### STATED PROBLEM
In the entries below, take the lines from the one with "Pinpoint cyclist in" up to and including the one with "left=475, top=76, right=620, bottom=368", leaving out any blank lines. Give them as a Markdown table with the columns No and Line, numbering the rows in order.

Items from a labeling collection

────

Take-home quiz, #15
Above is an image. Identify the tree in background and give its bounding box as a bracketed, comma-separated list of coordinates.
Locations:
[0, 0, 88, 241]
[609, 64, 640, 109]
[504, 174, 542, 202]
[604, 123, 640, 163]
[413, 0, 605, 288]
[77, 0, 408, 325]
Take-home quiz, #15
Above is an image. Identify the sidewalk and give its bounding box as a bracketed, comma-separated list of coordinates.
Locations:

────

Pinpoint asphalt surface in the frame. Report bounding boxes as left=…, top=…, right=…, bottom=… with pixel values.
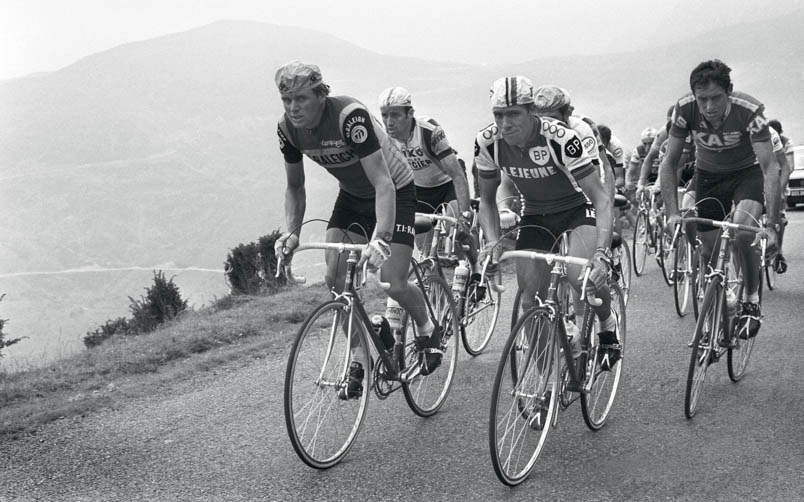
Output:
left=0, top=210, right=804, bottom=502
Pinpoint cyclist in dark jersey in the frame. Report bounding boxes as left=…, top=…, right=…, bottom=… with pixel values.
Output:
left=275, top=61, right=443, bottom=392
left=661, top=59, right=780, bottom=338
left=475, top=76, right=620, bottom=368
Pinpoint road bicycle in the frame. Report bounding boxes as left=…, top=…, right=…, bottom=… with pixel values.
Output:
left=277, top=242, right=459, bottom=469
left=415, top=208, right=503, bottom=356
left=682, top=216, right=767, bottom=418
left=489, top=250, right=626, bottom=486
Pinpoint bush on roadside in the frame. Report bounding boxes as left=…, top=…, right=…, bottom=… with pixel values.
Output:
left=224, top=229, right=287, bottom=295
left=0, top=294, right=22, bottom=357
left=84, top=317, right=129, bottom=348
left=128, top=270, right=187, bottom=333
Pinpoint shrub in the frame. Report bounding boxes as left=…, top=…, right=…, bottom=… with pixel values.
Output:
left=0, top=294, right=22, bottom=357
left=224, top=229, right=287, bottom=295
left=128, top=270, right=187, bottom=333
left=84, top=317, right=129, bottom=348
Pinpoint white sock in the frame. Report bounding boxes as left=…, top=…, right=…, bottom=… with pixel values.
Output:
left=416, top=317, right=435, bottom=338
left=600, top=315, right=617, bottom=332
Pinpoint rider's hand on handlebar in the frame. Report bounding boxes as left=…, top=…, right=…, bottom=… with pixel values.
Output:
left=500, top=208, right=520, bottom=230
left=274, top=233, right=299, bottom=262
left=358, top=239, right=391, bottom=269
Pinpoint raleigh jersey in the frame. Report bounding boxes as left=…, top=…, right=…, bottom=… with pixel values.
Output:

────

### TASK RESPONSE
| No | Line |
|---|---|
| 1 | Pinpoint cyclist in dark jersey in the frame. Report bounding boxes as left=…, top=…, right=…, bottom=… with pixel values. |
| 2 | Output: |
| 3 | left=275, top=61, right=443, bottom=392 |
| 4 | left=661, top=59, right=780, bottom=338 |
| 5 | left=475, top=76, right=620, bottom=368 |